#### Source material
----

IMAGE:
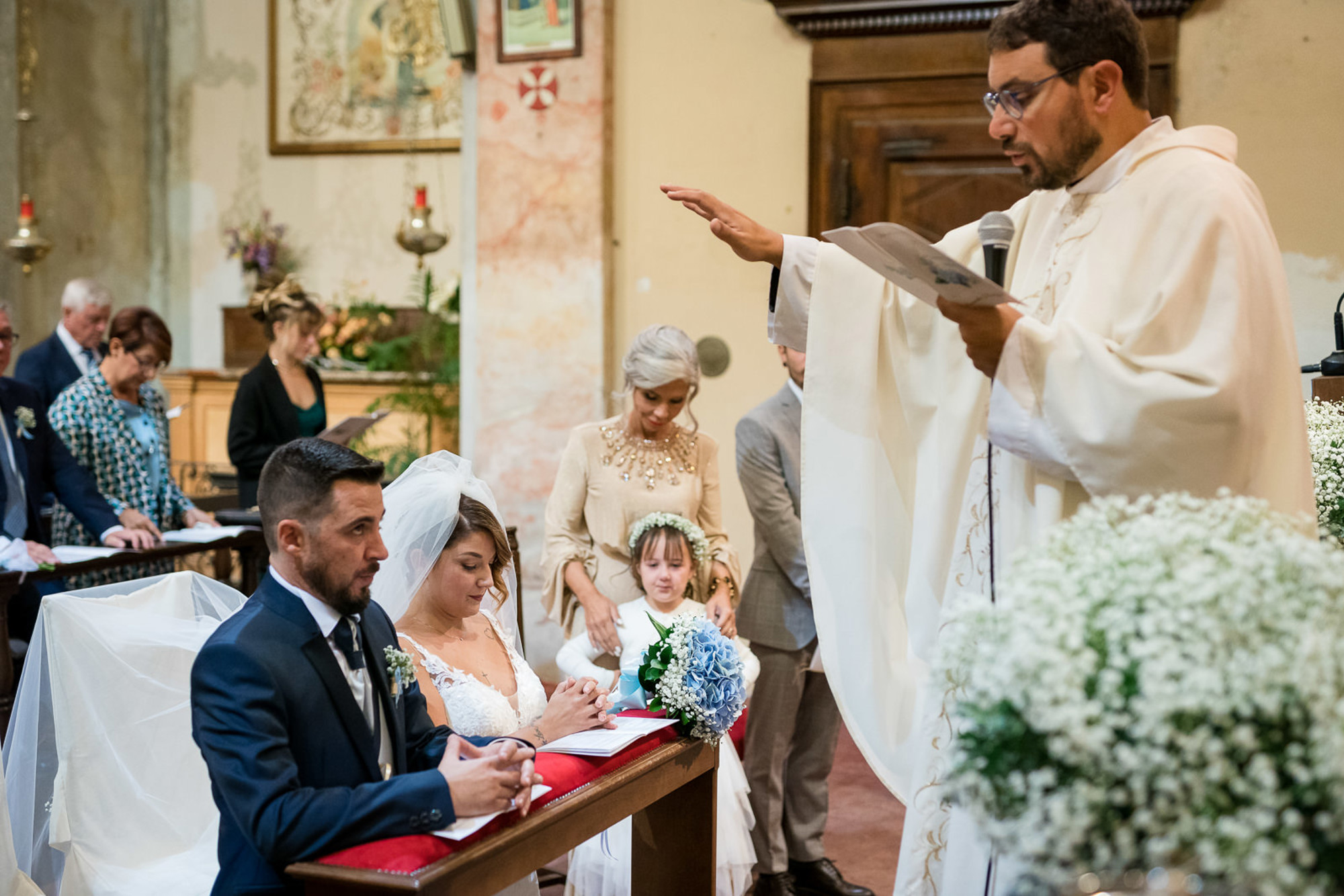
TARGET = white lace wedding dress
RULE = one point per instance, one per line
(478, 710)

----

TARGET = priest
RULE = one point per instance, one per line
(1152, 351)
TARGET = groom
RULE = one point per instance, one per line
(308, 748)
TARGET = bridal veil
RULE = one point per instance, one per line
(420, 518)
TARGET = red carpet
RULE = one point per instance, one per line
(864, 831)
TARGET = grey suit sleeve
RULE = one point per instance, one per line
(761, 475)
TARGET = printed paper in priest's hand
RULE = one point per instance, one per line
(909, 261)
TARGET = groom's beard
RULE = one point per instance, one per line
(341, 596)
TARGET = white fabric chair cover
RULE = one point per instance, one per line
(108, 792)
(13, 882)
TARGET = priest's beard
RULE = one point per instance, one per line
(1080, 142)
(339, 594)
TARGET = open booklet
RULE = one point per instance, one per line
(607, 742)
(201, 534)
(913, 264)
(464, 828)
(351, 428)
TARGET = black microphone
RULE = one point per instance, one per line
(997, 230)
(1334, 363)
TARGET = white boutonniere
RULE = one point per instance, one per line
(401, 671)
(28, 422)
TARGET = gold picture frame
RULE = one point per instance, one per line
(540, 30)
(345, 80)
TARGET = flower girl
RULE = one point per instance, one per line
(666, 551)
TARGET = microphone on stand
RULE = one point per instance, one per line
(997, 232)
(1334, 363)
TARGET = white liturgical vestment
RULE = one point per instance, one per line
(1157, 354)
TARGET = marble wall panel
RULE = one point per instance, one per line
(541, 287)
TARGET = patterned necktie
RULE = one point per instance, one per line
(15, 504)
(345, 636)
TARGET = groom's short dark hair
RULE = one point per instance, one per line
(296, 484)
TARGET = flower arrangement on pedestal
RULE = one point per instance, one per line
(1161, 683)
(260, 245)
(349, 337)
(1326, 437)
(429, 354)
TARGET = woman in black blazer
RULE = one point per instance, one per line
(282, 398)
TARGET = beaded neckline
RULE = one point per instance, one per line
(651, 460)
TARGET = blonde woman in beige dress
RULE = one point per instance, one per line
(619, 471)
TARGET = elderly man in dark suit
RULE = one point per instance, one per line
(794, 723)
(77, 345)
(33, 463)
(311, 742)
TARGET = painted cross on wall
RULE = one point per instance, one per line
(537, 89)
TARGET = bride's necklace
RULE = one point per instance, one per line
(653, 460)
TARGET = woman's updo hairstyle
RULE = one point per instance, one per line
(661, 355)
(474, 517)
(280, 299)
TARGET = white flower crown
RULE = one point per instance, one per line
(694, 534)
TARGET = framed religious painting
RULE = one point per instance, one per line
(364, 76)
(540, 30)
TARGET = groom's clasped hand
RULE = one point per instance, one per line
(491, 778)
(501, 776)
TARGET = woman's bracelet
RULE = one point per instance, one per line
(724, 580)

----

#### What is needed
Using the listing, collect all lines in which the string "groom" is found.

#### Exercise solution
TARGET = groom
TARGET = groom's beard
TARGET = groom's short dark hair
TARGET = groom's clasped hand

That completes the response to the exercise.